[WHAT YOU NEED TO DO]: Output each of the following rows again, line for line and unchanged.

[DATA LINES]:
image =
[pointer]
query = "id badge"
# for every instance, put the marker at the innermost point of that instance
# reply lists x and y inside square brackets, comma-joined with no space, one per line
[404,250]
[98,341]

[COMPLETE OUTPUT]:
image =
[pointer]
query = "id badge"
# for every instance, put the marker at the innermost point of that instance
# reply lists x and y inside square brackets, comma-joined with no space, one per line
[404,250]
[98,341]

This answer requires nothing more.